Reproduce verbatim the lines of the records beginning with the line that contains "Could you kindly annotate the yellow" and continuing through the end of the records, both ends included. Omit the pictures from your answer.

_Given data_:
>> start

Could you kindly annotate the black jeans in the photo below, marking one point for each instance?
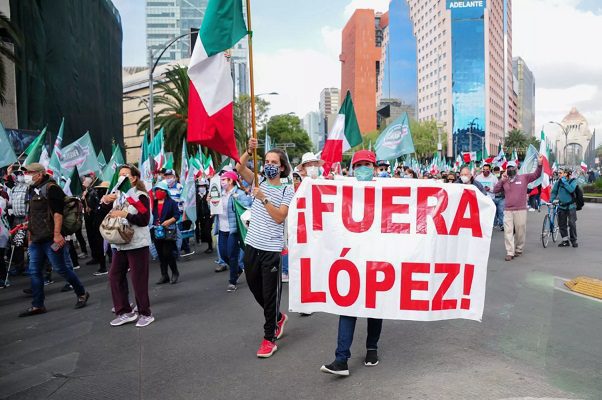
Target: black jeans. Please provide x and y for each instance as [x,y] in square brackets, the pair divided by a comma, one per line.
[166,249]
[263,270]
[567,222]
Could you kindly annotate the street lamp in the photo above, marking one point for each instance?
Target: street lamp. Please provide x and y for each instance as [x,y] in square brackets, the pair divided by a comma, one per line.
[152,66]
[471,133]
[565,131]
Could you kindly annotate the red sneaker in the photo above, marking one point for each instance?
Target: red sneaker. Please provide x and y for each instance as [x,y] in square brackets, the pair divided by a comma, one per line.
[266,349]
[280,326]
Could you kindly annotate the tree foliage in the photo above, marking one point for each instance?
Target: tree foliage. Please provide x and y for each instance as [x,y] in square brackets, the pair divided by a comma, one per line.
[284,129]
[11,35]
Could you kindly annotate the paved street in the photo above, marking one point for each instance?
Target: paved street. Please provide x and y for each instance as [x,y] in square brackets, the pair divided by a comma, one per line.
[535,340]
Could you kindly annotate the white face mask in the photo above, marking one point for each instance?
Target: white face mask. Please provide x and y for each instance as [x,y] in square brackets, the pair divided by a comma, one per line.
[312,172]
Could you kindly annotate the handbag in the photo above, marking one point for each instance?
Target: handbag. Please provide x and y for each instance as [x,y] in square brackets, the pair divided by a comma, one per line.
[163,233]
[114,231]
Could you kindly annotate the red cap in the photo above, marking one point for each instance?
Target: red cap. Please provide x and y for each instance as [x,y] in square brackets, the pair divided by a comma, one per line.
[363,155]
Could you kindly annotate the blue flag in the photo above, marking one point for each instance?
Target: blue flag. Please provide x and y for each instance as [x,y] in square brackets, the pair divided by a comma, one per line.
[396,140]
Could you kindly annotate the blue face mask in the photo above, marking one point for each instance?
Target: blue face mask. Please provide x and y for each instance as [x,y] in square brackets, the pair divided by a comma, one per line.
[271,171]
[363,173]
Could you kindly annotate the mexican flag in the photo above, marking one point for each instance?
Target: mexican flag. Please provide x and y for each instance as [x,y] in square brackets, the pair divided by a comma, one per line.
[469,156]
[546,172]
[345,134]
[55,159]
[211,98]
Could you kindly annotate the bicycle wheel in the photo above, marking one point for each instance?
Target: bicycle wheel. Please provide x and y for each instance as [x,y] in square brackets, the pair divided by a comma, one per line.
[555,230]
[545,231]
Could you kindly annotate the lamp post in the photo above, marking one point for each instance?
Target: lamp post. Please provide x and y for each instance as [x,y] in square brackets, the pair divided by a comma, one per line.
[470,137]
[565,131]
[151,69]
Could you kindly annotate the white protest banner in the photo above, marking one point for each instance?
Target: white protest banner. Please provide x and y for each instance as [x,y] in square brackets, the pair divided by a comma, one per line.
[215,193]
[395,249]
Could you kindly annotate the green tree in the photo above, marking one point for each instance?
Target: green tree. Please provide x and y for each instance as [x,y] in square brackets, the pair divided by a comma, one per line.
[425,136]
[10,35]
[285,129]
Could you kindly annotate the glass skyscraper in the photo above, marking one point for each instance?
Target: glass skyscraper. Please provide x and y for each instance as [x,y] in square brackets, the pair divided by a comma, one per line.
[166,19]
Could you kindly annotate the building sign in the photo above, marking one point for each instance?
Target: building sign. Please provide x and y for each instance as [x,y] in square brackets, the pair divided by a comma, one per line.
[466,4]
[468,75]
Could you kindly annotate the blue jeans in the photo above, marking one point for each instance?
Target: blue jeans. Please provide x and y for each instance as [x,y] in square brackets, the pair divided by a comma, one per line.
[499,211]
[345,339]
[229,250]
[37,255]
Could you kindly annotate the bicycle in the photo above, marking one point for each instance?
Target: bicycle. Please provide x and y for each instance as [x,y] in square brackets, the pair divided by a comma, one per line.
[550,225]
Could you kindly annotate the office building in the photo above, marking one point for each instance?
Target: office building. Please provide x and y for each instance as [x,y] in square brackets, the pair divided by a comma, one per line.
[465,80]
[525,86]
[167,19]
[330,100]
[361,59]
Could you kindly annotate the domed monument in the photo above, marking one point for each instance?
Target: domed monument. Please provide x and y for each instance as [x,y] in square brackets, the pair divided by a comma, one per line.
[574,141]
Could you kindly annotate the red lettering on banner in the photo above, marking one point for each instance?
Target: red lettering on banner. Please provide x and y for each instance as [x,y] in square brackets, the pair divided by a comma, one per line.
[301,224]
[318,206]
[468,275]
[408,285]
[372,285]
[366,222]
[354,281]
[389,209]
[307,296]
[424,210]
[451,271]
[473,222]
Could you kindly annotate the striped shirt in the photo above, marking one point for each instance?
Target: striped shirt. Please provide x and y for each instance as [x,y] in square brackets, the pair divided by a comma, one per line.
[264,233]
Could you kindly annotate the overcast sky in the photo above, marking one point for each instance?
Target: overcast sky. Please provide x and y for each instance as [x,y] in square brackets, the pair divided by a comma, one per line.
[297,45]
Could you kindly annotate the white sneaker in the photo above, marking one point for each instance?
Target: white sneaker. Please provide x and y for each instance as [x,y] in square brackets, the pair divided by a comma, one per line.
[144,321]
[124,319]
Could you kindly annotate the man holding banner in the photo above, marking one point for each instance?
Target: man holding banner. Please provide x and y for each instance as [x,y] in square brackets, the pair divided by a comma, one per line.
[364,167]
[346,258]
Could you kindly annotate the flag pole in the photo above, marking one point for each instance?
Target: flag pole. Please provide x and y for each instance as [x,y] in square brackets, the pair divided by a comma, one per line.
[252,87]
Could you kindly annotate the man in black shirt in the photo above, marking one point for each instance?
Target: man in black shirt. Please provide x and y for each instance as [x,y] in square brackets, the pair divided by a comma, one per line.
[45,220]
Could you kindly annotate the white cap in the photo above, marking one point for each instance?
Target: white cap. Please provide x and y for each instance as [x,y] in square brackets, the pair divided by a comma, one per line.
[310,157]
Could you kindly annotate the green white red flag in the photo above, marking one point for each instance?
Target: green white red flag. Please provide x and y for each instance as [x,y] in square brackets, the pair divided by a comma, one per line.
[345,134]
[211,98]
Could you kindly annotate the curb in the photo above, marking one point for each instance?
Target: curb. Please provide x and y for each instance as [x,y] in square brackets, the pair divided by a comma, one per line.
[592,199]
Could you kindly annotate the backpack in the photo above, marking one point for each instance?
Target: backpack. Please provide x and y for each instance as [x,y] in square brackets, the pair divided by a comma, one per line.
[578,198]
[73,212]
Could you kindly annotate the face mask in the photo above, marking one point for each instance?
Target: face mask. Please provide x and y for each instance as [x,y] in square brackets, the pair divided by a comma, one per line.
[271,171]
[312,172]
[363,173]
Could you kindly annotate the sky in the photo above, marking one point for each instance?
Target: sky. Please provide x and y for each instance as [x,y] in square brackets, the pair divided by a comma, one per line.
[297,46]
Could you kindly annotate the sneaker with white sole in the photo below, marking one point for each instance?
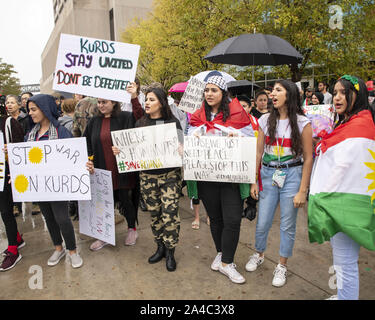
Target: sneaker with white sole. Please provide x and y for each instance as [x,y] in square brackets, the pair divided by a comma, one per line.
[76,260]
[279,276]
[131,238]
[56,257]
[255,261]
[217,262]
[97,245]
[231,272]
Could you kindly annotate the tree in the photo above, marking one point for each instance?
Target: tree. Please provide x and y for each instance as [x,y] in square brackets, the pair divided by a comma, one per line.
[8,83]
[179,33]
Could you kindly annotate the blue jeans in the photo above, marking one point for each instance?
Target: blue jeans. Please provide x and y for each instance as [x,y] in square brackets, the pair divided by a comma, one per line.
[345,259]
[269,198]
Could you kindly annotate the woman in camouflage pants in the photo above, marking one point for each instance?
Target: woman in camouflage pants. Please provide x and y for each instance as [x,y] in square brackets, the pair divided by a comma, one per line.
[160,188]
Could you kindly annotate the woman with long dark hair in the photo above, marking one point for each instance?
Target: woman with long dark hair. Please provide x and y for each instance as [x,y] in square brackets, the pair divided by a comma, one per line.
[109,117]
[12,133]
[284,150]
[341,207]
[223,201]
[160,188]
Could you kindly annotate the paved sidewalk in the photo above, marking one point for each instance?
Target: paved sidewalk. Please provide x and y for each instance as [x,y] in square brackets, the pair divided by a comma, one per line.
[123,272]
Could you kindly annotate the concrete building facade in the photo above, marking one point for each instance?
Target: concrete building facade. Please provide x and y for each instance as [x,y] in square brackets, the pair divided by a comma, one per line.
[103,19]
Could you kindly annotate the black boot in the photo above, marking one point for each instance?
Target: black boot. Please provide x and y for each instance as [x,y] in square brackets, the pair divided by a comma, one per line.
[171,262]
[159,254]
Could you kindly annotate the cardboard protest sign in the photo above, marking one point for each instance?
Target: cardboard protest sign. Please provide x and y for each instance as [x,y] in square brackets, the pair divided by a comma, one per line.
[193,96]
[2,162]
[322,118]
[97,216]
[50,170]
[225,159]
[147,148]
[95,67]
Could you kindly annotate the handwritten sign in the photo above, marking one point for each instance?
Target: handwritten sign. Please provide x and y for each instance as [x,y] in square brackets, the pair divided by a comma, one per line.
[147,148]
[96,217]
[52,170]
[322,118]
[225,159]
[193,96]
[2,162]
[95,67]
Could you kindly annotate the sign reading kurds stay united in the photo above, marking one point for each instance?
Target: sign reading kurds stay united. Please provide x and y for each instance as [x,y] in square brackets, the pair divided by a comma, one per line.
[95,67]
[53,170]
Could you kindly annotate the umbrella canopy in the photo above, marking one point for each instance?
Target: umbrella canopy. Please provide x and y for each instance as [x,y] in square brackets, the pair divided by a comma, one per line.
[203,76]
[254,49]
[179,87]
[241,86]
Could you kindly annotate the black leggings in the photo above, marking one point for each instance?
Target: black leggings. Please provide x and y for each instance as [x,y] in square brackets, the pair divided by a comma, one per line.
[58,222]
[224,207]
[6,208]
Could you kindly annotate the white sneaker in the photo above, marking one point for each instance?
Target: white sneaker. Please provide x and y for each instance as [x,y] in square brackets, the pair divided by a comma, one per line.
[217,262]
[231,272]
[255,261]
[56,257]
[76,260]
[279,277]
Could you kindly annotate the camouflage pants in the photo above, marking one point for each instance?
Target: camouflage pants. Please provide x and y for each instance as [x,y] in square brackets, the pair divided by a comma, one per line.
[161,193]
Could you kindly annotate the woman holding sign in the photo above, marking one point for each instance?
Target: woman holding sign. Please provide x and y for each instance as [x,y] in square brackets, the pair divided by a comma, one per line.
[284,149]
[161,188]
[43,111]
[223,201]
[109,118]
[12,132]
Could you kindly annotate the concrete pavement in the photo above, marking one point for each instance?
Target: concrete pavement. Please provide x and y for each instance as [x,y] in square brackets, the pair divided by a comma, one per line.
[123,272]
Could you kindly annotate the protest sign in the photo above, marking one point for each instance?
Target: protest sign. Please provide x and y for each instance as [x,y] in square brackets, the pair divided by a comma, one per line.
[95,67]
[225,159]
[322,118]
[2,162]
[97,217]
[50,170]
[147,148]
[193,96]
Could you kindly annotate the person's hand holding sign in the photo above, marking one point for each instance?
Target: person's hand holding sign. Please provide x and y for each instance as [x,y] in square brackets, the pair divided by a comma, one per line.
[132,89]
[90,166]
[116,151]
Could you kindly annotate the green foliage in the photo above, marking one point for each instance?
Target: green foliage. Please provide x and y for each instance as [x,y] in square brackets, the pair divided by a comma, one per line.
[179,33]
[8,83]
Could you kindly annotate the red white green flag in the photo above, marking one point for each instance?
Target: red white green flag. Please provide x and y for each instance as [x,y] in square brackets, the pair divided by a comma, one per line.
[342,188]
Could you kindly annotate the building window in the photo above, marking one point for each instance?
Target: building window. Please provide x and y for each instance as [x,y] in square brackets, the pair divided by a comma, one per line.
[111,25]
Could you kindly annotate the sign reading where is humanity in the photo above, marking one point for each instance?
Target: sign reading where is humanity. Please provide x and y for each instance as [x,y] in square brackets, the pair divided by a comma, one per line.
[94,67]
[97,217]
[147,148]
[225,159]
[193,96]
[53,170]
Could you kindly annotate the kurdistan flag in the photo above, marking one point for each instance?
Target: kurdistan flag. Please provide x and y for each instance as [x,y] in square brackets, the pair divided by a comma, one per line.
[342,188]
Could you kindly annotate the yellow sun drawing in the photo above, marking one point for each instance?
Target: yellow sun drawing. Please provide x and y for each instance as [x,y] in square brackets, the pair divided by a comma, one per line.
[21,183]
[35,155]
[371,176]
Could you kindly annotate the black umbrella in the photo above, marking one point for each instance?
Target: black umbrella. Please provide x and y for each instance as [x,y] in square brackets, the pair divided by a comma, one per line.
[254,50]
[241,86]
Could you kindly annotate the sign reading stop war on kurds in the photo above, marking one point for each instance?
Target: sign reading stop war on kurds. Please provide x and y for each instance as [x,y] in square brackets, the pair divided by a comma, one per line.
[52,170]
[147,148]
[225,159]
[193,96]
[97,217]
[94,67]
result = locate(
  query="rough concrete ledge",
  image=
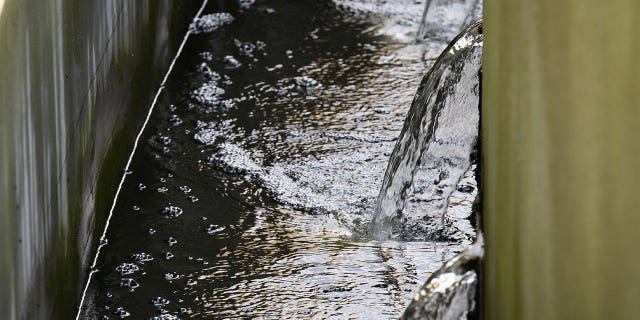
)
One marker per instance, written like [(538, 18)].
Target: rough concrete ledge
[(76, 79)]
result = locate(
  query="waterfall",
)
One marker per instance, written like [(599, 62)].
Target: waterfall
[(444, 19), (439, 134)]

>> end

_Finished answer_:
Could you kindly annotate the yellow sun drawing in the photo above, marking one point for each instance?
Target: yellow sun drawing. Please provide x and y for each instance as [x,y] in square brackets, the pair divided by a comma, one per line.
[21,183]
[35,155]
[371,176]
Could you kindly annotate the black umbrella in the photo above, marking one point for each instance?
Target: black umbrella. Please provide x and y for each instance as [x,y] in square brackets, the pair divided by a comma, one per line.
[254,50]
[241,86]
Could you kindly annotate the sign reading stop war on kurds in the photo above, marking one point for each instance?
Target: sign reading stop war on kurds. Please provide x and y for each instance as [x,y] in square brackets, the pair divided by a comma, one per line.
[52,170]
[147,148]
[225,159]
[193,96]
[97,217]
[94,67]
result = locate(
  query="rough concrete ledge",
  image=
)
One marker per instance, written like [(538, 18)].
Target: rough concrete ledge
[(76, 79)]
result = locate(
  query="waterfall",
)
One marker per instance, written like [(599, 62)].
Target: waterfall
[(444, 19), (439, 134)]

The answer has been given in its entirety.